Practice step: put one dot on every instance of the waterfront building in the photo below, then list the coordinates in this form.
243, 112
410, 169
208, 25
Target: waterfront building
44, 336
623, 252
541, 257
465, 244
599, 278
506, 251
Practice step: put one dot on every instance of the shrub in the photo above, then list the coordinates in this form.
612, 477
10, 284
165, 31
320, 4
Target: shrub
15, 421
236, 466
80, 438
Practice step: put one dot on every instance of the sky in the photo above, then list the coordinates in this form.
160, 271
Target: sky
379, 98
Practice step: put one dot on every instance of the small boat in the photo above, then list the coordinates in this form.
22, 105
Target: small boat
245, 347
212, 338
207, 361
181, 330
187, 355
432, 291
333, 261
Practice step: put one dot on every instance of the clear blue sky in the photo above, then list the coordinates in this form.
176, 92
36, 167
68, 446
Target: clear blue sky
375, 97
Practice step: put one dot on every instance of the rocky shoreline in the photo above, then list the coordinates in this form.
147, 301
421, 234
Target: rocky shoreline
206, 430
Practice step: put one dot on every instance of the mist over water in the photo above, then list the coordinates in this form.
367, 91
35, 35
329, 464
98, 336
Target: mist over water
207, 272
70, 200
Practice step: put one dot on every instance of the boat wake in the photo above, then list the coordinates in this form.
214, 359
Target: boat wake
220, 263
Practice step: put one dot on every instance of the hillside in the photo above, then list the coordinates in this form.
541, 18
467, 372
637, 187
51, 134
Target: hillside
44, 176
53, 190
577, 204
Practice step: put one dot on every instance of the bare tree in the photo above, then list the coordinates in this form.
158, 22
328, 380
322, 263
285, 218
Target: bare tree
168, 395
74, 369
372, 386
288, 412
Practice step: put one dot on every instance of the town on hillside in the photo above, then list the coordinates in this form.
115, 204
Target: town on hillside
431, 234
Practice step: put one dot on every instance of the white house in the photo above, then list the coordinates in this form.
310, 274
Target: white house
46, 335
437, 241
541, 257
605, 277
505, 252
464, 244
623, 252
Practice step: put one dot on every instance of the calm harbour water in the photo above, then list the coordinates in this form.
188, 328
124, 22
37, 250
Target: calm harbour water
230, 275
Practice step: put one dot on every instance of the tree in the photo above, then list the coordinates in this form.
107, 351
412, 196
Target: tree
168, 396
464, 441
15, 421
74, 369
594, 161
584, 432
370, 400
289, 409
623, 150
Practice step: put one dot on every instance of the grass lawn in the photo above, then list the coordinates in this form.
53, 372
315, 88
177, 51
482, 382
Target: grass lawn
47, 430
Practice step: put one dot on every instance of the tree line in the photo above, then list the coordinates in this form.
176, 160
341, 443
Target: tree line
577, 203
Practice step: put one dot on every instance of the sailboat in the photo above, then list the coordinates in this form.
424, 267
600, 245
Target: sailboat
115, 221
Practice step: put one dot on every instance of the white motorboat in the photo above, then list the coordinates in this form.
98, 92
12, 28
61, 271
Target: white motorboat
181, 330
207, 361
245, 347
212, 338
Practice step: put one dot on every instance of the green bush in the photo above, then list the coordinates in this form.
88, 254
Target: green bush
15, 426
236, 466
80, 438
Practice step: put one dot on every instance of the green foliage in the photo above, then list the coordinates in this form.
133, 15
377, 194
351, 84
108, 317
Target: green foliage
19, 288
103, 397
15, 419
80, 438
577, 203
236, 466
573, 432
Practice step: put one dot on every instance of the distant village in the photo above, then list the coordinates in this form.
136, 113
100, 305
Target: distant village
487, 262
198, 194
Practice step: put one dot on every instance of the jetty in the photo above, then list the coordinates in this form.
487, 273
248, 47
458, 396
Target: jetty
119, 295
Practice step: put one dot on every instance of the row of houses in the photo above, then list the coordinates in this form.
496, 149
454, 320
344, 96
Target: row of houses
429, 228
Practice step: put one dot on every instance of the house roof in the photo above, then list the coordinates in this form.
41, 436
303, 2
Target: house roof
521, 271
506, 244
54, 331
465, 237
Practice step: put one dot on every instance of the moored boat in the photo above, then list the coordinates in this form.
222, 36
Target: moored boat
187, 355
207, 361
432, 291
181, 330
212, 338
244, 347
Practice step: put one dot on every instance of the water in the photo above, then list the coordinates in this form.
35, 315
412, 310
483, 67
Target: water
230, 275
+-------+
▶ **WHAT IS EXPECTED**:
Convert the lines of all the records above into a JSON list of strings, with one string per line and blank lines left out.

▶ **COMPLETED EXERCISE**:
[
  "Practice step: put one dot on every instance of the waterfront building in the photo below, then list the coordinates in this form.",
  "243, 112",
  "410, 169",
  "208, 25",
  "Target: waterfront building",
  "44, 336",
  "623, 252",
  "541, 257",
  "465, 244",
  "599, 278",
  "506, 251",
  "Practice step: put one dot on every instance of the shrub in the photo above, then list the coordinates in this form.",
  "612, 477",
  "10, 284",
  "165, 31",
  "320, 4",
  "Target: shrub",
  "15, 421",
  "236, 466",
  "80, 438",
  "Practice step: put one dot on every instance of the sky in the photo above, then list the coordinates in this form.",
  "160, 271",
  "Target: sky",
  "379, 98",
  "Practice step: put one dot on every instance of the small boat in the photo above, then list the coordinates in this form.",
  "22, 105",
  "Target: small boat",
  "245, 347",
  "212, 338",
  "207, 361",
  "181, 330",
  "187, 355",
  "432, 291",
  "333, 261",
  "Practice step: put one dot on every instance of the clear blue sky in the photo above, then list the coordinates in this form.",
  "176, 92",
  "36, 167",
  "68, 446",
  "Target: clear blue sky",
  "375, 97",
  "Practice step: put one dot on every instance of the rocky shoreline in the photo above, then list the coordinates in this form.",
  "147, 301",
  "421, 234",
  "Target: rocky shoreline",
  "206, 430",
  "Practice step: put one dot on every instance of the mist over water in the photo above, then list the coordinates in this form.",
  "367, 91",
  "35, 35",
  "329, 464",
  "98, 336",
  "Target: mist over water",
  "207, 272",
  "70, 200",
  "Practice step: put one dot on every instance of the boat wake in the photo above, then list the coordinates in this form.",
  "214, 359",
  "Target: boat wake",
  "220, 263",
  "Practice step: put one dot on every instance of the hillside in the photo above, then list the coordinates in this form.",
  "541, 18",
  "467, 372",
  "637, 187",
  "51, 134",
  "Target: hillside",
  "44, 176",
  "53, 190",
  "577, 204",
  "Practice step: put one dot on every instance of the bare tree in the photo above, then list the coordinates in this form.",
  "158, 22",
  "328, 380",
  "322, 263",
  "285, 218",
  "Target: bare tree",
  "168, 395",
  "74, 369",
  "372, 386",
  "288, 412",
  "Practice step: put one dot on every instance of the town on hillside in the photo above, then list the coordinates in this form.",
  "115, 204",
  "Target: town on hillside",
  "431, 234",
  "Practice step: put one dot on every instance of the white house in the photo above, then list the coordinates in this form.",
  "310, 274",
  "Target: white house",
  "46, 335",
  "437, 241",
  "541, 257",
  "605, 277",
  "505, 252",
  "464, 244",
  "623, 252",
  "Practice step: put one dot on every instance of the calm harbour water in the photo above, then list the coordinates in this form.",
  "188, 328",
  "124, 22",
  "37, 250",
  "Target: calm harbour water",
  "230, 275",
  "Practice step: put one dot on every instance of the tree in the photo above, then list the coordinates in this form.",
  "107, 351",
  "412, 196",
  "Target: tree",
  "168, 396",
  "464, 441",
  "15, 421",
  "74, 369",
  "594, 161",
  "584, 432",
  "370, 400",
  "289, 409",
  "623, 150",
  "Practice step: put one dot on every instance of the grass lawn in the photo above, then list the coordinates in this form.",
  "53, 372",
  "315, 88",
  "177, 51",
  "482, 382",
  "Target: grass lawn",
  "47, 430",
  "Practice step: put one dot on every instance of the tree line in the photo above, then list the coordinates in this form.",
  "176, 160",
  "341, 443",
  "Target: tree line",
  "577, 203",
  "Practice step: put one dot on every instance of the sailboat in the photo above, then list the coordinates in this form.",
  "424, 267",
  "600, 245",
  "Target: sailboat",
  "115, 221",
  "Practice step: put one dot on every instance of the white motorboat in the photo above, then list the coordinates in this form.",
  "98, 92",
  "12, 28",
  "61, 271",
  "Target: white motorboat",
  "181, 330",
  "207, 361",
  "245, 347",
  "212, 338",
  "Practice step: put one dot on every instance of the green bush in the photo above, then list the coordinates in this form.",
  "88, 254",
  "Target: green bush",
  "15, 426",
  "236, 466",
  "80, 438",
  "Practice step: put one dot on every instance of the green foliage in the photo above, then list the coordinates in this form.",
  "133, 15",
  "377, 194",
  "351, 84",
  "108, 317",
  "Target: green foliage",
  "19, 288",
  "103, 397",
  "15, 419",
  "80, 438",
  "577, 203",
  "236, 466",
  "573, 432",
  "Practice step: put one dot on every instance of the distant village in the photo above, then list the coordinates in this form.",
  "136, 113",
  "100, 305",
  "Target: distant village",
  "487, 262",
  "198, 194",
  "Practice step: put one dot on every instance of the jetty in the photo above, then list the coordinates in this form.",
  "487, 273",
  "248, 47",
  "458, 396",
  "Target: jetty",
  "119, 295",
  "Practice step: put one dot on every instance of the row of houses in the photo above, then list the coordinates in this form.",
  "496, 149",
  "454, 320",
  "344, 96",
  "Target: row of houses",
  "429, 228",
  "Practice step: put one dot on every instance of the house roof in the photo above, then list the coordinates in this form.",
  "41, 436",
  "303, 2",
  "Target: house roof",
  "521, 271",
  "506, 244",
  "54, 331",
  "465, 237",
  "Practice step: put one dot on every instance of the moored boat in the photo above, then list the coordinates in this form.",
  "222, 36",
  "Target: moored boat",
  "187, 355",
  "207, 361",
  "432, 291",
  "181, 330",
  "212, 338",
  "244, 347",
  "Practice step: put one dot on every instance of the water in the photo above, then list the coordinates in this form.",
  "35, 315",
  "412, 310",
  "483, 67",
  "Target: water",
  "230, 275"
]